WORK REQUIRED: Return only the lines from the top of the material through the line marked by "Tag each instance of the orange", unaltered.

※ ※ ※

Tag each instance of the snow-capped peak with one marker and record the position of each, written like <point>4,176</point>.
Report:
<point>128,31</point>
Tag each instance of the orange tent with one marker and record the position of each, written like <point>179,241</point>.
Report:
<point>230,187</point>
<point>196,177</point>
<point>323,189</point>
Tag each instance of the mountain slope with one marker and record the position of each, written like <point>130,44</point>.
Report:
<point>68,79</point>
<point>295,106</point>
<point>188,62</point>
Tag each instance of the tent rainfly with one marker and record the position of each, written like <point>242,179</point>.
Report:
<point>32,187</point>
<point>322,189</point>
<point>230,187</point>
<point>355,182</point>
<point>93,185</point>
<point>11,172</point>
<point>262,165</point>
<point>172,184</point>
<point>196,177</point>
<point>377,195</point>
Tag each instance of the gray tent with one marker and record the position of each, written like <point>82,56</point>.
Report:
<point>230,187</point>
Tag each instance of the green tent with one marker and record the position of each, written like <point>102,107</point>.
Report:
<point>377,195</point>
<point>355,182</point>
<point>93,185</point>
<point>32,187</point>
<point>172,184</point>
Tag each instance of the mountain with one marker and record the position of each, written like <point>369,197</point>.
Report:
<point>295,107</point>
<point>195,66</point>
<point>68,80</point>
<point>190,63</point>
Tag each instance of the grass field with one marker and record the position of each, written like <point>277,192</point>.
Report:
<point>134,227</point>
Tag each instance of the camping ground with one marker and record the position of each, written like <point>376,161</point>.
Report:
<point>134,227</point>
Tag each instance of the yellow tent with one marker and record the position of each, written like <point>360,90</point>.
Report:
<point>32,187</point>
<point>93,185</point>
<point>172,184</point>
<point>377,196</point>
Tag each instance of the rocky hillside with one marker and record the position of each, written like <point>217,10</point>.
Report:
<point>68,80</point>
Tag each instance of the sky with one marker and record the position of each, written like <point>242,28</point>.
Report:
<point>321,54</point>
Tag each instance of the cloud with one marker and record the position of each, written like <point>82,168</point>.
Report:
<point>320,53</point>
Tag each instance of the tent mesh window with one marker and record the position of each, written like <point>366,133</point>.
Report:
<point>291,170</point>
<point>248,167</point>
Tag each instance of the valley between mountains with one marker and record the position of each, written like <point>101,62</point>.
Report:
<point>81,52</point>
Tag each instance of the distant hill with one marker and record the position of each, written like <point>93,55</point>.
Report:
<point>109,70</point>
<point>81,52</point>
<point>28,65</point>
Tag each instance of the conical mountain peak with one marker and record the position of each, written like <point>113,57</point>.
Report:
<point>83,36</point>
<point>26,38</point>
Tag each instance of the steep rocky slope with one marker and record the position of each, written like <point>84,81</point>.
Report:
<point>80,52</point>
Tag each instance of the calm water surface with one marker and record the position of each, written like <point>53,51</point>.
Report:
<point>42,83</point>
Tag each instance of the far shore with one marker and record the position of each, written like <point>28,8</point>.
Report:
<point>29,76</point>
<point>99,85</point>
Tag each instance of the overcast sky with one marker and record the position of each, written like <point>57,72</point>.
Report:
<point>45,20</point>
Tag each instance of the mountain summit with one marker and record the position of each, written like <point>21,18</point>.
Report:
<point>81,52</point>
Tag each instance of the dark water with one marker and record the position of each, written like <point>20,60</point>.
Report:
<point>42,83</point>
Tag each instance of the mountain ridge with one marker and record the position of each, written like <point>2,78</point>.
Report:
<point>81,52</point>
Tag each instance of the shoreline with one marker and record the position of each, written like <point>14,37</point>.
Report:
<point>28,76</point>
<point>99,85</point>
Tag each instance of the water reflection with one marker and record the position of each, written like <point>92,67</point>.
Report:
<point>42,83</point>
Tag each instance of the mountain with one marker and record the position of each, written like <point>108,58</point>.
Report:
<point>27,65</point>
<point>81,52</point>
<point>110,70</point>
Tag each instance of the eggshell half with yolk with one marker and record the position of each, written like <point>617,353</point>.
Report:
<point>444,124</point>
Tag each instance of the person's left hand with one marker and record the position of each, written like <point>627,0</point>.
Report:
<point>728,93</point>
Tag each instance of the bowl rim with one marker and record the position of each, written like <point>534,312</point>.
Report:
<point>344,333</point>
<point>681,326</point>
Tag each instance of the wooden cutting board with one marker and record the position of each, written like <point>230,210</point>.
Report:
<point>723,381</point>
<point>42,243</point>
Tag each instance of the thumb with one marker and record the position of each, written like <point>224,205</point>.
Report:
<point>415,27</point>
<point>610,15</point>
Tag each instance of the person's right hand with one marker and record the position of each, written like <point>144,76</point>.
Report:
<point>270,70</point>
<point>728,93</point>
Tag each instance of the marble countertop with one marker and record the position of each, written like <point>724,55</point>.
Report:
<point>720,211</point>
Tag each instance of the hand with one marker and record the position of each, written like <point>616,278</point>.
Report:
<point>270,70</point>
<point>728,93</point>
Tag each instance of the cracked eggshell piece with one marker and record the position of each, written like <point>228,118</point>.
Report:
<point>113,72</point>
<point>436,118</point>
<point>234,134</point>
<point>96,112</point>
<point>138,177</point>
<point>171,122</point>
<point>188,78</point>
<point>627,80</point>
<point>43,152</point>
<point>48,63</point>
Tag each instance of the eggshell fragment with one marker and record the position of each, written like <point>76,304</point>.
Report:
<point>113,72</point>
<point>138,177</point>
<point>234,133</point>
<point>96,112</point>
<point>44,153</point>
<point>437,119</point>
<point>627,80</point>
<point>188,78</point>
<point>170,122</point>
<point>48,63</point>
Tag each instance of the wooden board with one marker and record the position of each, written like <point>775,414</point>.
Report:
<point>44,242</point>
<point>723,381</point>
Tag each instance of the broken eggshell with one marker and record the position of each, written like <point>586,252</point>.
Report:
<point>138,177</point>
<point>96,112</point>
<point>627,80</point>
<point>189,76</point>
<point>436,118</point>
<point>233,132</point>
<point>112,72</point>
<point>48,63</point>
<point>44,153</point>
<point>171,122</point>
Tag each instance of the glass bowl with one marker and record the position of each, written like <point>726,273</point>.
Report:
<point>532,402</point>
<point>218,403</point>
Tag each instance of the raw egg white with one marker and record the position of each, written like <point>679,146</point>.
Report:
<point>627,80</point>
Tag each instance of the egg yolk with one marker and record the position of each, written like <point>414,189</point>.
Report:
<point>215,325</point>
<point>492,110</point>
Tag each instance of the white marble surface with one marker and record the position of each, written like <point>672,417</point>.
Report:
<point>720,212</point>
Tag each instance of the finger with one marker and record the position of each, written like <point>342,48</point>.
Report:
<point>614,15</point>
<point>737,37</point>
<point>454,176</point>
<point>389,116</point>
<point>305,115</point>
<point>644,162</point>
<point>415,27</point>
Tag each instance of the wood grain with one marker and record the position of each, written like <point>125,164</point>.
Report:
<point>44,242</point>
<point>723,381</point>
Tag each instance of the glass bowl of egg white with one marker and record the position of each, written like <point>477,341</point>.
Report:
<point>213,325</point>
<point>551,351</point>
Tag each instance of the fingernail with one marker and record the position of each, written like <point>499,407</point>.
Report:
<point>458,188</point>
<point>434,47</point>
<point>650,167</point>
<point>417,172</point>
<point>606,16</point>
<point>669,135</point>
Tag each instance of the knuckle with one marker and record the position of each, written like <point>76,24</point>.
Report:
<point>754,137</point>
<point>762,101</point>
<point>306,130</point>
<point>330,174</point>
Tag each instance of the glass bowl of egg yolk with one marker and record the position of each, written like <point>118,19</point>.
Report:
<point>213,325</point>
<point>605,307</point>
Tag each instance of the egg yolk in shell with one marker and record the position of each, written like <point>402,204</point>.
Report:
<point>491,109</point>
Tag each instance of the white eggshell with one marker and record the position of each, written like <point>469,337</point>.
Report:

※ ※ ※

EXERCISE RESULT:
Tag each instance of the snow-capped peak with one marker and record the position of each, written like <point>4,176</point>.
Report:
<point>128,31</point>
Tag each instance of the orange tent with one marker and record the position of each, written like <point>179,241</point>.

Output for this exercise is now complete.